**** Texte fourni ****

Une plaine semée d’ormes n’est jamais ennuyeuse ; une montagne de grès est toujours pleine de surprise et d’intérêt. Toutes les fois que la nature morte semble vivre, elle nous émeut d’une émotion étrange.

C’est le soir surtout, à l’heure inquiétante du crépuscule, que commence à prendre forme cette partie de la création qui se fait fantôme. Sombre et mystérieuse transfiguration !

Avez-vous remarqué, à la tombée de la nuit, sur nos grandes routes des environs de Paris, les profils monstrueux et surnaturels de tous les ormes que le galop de la voiture fait successivement paraître et disparaître devant vous ? Les uns bâillent, les autres se tordent vers le ciel et ouvrent une gueule qui hurle affreusement ; il y en a qui rient d’un rire farouche et hideux, propre aux ténèbres ; le vent les agite ; ils se renversent en arrière avec des contorsions de damnés, ou se penchent les uns vers les autres et se disent tout bas dans leurs vastes oreilles de feuillages des paroles dont vous entendez en passant je ne sais quelles syllabes bizarres. Il y en a qui ont des sourcils démesurés, des nez ridicules, des coiffures ébouriffées, des perruques formidables ; cela n’ôte rien à ce qu’a de redoutable et de lugubre leur réalité fantastique ; ce sont des caricatures, mais ce sont des spectres ; quelques-uns sont grotesques, tous sont terribles. Le rêveur croit voir se ranger au bord de sa route en files menaçantes et difformes et se pencher sur son passage les larves inconnues et possibles de la nuit.

****

Consigne: Retapez en entier le texte sur les ormes au crépuscule, sans changer un seul mot ni un seul signe de ponctuation.

**** Section des données ****

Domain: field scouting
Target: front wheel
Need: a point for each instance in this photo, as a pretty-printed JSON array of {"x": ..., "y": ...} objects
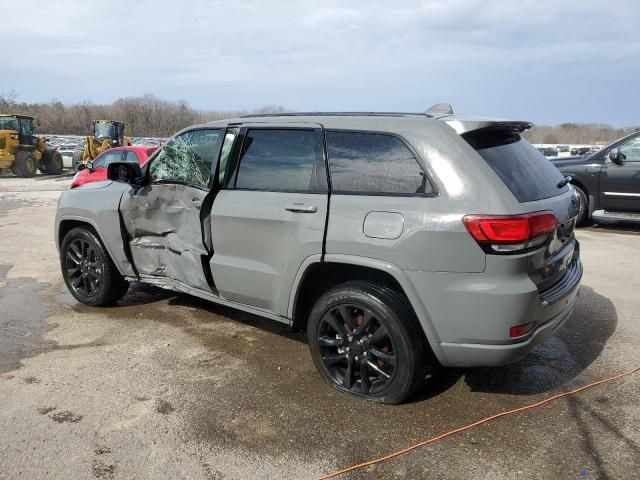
[
  {"x": 90, "y": 274},
  {"x": 365, "y": 340}
]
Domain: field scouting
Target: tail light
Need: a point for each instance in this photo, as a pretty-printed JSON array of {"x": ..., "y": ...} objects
[{"x": 511, "y": 233}]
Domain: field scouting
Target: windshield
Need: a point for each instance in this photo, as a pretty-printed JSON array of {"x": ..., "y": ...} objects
[
  {"x": 8, "y": 123},
  {"x": 104, "y": 130}
]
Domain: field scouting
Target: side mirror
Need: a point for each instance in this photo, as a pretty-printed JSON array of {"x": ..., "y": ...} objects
[
  {"x": 125, "y": 172},
  {"x": 616, "y": 156}
]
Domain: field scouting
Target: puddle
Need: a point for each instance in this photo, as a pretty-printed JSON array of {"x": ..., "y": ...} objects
[{"x": 22, "y": 320}]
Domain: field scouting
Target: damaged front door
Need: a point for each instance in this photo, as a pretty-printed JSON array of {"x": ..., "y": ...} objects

****

Réponse à l'exercice:
Une plaine semée d’ormes n’est jamais ennuyeuse ; une montagne de grès est toujours pleine de surprise et d’intérêt. Toutes les fois que la nature morte semble vivre, elle nous émeut d’une émotion étrange.

C’est le soir surtout, à l’heure inquiétante du crépuscule, que commence à prendre forme cette partie de la création qui se fait fantôme. Sombre et mystérieuse transfiguration !

Avez-vous remarqué, à la tombée de la nuit, sur nos grandes routes des environs de Paris, les profils monstrueux et surnaturels de tous les ormes que le galop de la voiture fait successivement paraître et disparaître devant vous ? Les uns bâillent, les autres se tordent vers le ciel et ouvrent une gueule qui hurle affreusement ; il y en a qui rient d’un rire farouche et hideux, propre aux ténèbres ; le vent les agite ; ils se renversent en arrière avec des contorsions de damnés, ou se penchent les uns vers les autres et se disent tout bas dans leurs vastes oreilles de feuillages des paroles dont vous entendez en passant je ne sais quelles syllabes bizarres. Il y en a qui ont des sourcils démesurés, des nez ridicules, des coiffures ébouriffées, des perruques formidables ; cela n’ôte rien à ce qu’a de redoutable et de lugubre leur réalité fantastique ; ce sont des caricatures, mais ce sont des spectres ; quelques-uns sont grotesques, tous sont terribles. Le rêveur croit voir se ranger au bord de sa route en files menaçantes et difformes et se pencher sur son passage les larves inconnues et possibles de la nuit.